=== PROBLEM DESCRIPTION ===
Please copy out each line of the entries in which "clicks" appears.

=== Dataset entries ===
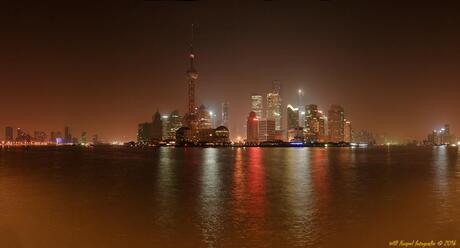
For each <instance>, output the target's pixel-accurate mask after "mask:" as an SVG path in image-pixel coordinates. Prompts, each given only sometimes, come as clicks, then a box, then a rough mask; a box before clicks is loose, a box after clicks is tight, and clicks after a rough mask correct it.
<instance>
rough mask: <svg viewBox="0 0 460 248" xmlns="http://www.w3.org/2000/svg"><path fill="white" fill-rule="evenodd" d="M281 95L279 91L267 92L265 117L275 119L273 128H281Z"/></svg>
mask: <svg viewBox="0 0 460 248" xmlns="http://www.w3.org/2000/svg"><path fill="white" fill-rule="evenodd" d="M281 111H282V110H281V96H280V95H279V93H275V92H270V93H268V94H267V119H268V120H274V121H275V130H281V113H282V112H281Z"/></svg>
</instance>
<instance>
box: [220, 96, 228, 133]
mask: <svg viewBox="0 0 460 248" xmlns="http://www.w3.org/2000/svg"><path fill="white" fill-rule="evenodd" d="M228 105H229V103H228V102H223V103H222V121H221V123H220V125H221V126H224V127H228Z"/></svg>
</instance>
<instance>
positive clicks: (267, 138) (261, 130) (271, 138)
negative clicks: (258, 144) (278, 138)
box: [259, 119, 276, 142]
mask: <svg viewBox="0 0 460 248" xmlns="http://www.w3.org/2000/svg"><path fill="white" fill-rule="evenodd" d="M275 128H276V122H275V120H270V119H262V120H259V141H260V142H263V141H274V140H275V139H276V137H275V134H276V132H275Z"/></svg>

=== RESULT OF THE EXERCISE ===
For each <instance>, output the target's pixel-accurate mask after "mask:" as an SVG path in image-pixel coordinates. Prompts, each given only sometimes, come as clicks, then a box, then a rough mask; a box before clicks is loose, a box after clicks is tight, and clicks after a rough mask correct it.
positive clicks: (267, 138) (261, 130) (271, 138)
negative clicks: (258, 144) (278, 138)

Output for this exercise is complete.